◆ Source extract

Sit at Common Market in Plaza Midwood long enough on a weekend evening and it will inevitably happen. A red, open-aired bus will eventually drive by — a comedic tour guide blasting jokes through the onboard microphone as it drives toward the iconic neighborhood bar, deli and convenience store rolled into one.
Regular patrons at Common Market seem to have little, if any, patience for the Funny Bus. Middle fingers go up. Profanities and slurs are launched.
“F— you,” some will exclaim. “This isn’t your neighborhood,” others scream out.
For some, it’s merely a running joke — a playful back-and-forth between the Funny Bus comedian, his audience and a neighborhood crowd not entirely unaccustomed to a little off-color humor and some obscenities.
But, for others, the bus drives down Commonwealth Ave. as a blatant and physical reminder of all the dramatic change that’s come to the neighborhood. You get the feeling, one Common Market patron once told me, that the “yuppie” comedy bus crowd is taking a tour through the zoo, condescendingly pointing and laughing at the very people and places that made the neighborhood the cool, hip place where everyone now wants to be.

◆ Recorded data

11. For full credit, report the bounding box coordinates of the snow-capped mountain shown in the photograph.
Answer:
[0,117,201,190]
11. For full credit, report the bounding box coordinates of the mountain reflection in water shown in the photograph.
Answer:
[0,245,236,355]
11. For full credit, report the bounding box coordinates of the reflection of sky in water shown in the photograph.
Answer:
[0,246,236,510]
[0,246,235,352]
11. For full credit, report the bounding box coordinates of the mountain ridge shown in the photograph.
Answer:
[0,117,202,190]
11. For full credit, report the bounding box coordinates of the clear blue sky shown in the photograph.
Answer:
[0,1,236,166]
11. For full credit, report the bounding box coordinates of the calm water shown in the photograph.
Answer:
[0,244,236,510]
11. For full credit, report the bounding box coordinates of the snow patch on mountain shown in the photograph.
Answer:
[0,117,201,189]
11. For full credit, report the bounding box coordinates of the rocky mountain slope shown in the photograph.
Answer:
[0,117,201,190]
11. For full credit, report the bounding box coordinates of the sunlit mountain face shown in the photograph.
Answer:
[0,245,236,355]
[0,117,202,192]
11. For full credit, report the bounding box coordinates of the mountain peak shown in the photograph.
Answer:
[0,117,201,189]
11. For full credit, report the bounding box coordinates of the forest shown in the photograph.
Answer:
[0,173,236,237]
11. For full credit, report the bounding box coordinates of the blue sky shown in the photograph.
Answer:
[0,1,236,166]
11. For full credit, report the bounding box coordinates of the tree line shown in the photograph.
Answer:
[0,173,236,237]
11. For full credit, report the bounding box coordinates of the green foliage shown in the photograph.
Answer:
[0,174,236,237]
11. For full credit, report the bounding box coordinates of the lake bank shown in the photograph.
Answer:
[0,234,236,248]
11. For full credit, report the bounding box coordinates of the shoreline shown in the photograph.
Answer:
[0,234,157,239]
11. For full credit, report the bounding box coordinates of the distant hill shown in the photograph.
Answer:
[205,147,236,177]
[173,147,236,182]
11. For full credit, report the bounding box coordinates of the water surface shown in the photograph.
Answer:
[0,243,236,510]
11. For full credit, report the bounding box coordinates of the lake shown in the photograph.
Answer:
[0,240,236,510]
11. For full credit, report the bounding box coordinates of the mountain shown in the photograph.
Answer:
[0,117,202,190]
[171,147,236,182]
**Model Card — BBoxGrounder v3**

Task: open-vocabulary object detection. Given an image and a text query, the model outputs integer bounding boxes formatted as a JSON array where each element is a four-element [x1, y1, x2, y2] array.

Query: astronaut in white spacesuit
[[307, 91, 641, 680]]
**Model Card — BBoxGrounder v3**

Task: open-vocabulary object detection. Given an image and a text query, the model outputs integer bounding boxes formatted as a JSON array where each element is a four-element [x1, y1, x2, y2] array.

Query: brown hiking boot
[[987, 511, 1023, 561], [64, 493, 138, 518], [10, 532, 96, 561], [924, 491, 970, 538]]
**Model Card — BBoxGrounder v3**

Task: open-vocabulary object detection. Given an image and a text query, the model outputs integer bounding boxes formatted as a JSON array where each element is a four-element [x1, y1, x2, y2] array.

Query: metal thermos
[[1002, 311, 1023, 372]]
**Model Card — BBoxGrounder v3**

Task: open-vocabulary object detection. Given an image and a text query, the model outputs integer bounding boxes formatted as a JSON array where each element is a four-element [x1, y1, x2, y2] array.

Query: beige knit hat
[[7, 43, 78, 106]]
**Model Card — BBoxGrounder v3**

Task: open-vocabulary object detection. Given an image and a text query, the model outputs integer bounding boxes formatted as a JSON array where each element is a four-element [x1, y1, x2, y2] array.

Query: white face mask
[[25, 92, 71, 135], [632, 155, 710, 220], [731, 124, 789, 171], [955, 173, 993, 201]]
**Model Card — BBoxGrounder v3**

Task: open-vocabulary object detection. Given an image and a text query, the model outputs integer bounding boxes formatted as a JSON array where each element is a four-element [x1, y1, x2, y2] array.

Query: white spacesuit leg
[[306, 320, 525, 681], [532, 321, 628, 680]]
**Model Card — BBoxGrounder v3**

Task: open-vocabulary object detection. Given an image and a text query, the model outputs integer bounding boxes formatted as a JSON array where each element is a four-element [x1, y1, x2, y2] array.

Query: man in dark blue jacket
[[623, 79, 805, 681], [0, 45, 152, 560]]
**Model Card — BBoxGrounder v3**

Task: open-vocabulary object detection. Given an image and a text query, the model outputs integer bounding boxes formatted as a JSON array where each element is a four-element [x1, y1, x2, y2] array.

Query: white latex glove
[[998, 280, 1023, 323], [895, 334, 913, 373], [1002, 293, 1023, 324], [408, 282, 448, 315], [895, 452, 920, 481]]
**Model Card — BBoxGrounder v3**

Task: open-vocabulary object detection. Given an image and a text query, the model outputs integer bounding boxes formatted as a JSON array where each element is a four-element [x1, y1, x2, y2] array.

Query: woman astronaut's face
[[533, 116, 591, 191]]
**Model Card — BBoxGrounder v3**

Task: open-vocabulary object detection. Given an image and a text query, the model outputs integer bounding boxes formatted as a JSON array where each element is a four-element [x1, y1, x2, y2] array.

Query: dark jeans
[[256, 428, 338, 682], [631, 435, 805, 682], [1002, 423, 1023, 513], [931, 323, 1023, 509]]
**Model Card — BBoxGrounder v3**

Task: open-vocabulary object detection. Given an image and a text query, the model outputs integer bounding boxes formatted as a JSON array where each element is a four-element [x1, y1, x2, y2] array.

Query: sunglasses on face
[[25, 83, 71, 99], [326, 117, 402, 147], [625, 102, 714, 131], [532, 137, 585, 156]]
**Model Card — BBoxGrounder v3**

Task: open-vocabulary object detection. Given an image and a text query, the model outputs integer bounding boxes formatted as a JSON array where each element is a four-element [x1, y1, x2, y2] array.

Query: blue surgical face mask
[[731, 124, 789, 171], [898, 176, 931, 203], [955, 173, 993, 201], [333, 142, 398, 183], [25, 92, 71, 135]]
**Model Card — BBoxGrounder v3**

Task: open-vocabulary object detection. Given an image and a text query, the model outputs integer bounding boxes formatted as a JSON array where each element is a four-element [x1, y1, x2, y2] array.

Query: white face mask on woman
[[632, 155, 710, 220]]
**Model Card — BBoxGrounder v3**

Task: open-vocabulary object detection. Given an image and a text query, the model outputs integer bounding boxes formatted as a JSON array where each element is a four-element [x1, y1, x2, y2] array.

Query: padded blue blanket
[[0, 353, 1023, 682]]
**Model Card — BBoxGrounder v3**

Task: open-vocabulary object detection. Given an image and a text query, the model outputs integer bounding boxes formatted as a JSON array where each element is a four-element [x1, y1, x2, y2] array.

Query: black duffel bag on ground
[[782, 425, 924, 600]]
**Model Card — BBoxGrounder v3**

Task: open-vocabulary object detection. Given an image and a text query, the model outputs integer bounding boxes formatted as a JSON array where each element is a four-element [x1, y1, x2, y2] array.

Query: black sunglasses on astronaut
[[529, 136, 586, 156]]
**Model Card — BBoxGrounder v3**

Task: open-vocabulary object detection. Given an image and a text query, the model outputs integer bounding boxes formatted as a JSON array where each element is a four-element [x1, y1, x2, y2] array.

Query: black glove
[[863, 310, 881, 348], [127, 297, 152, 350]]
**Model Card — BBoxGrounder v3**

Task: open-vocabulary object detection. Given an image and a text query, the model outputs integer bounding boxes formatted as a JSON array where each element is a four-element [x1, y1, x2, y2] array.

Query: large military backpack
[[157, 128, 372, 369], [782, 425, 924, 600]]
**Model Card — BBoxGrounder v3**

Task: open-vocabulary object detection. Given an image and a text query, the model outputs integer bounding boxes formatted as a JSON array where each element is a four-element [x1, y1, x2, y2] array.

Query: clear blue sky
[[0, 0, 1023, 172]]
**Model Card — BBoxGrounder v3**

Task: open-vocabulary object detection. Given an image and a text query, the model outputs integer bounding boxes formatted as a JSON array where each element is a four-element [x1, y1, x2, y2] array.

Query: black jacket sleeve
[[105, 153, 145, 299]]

◆ Exercise tasks
a – List the three kinds of business that the Plaza Midwood passage says Common Market combines.
b – Reproduce word for word the part of the Plaza Midwood passage from "Regular patrons at" up to and including "wants to be.".
c – Answer these questions from the Plaza Midwood passage:
(i) What color is the bus?
(ii) Down which street does the bus drive?
(iii) What word in quotation marks did a Common Market patron use for the comedy bus crowd?
The records are separate material and are unrelated to the Plaza Midwood passage.

◆ Answers below
a –
Neighborhood bar
Deli
Convenience store

b –
Regular patrons at Common Market seem to have little, if any, patience for the Funny Bus. Middle fingers go up. Profanities and slurs are launched.
“F— you,” some will exclaim. “This isn’t your neighborhood,” others scream out.
For some, it’s merely a running joke — a playful back-and-forth between the Funny Bus comedian, his audience and a neighborhood crowd not entirely unaccustomed to a little off-color humor and some obscenities.
But, for others, the bus drives down Commonwealth Ave. as a blatant and physical reminder of all the dramatic change that’s come to the neighborhood. You get the feeling, one Common Market patron once told me, that the “yuppie” comedy bus crowd is taking a tour through the zoo, condescendingly pointing and laughing at the very people and places that made the neighborhood the cool, hip place where everyone now wants to be.

c –
(i) Red
(ii) Commonwealth Ave.
(iii) "Yuppie"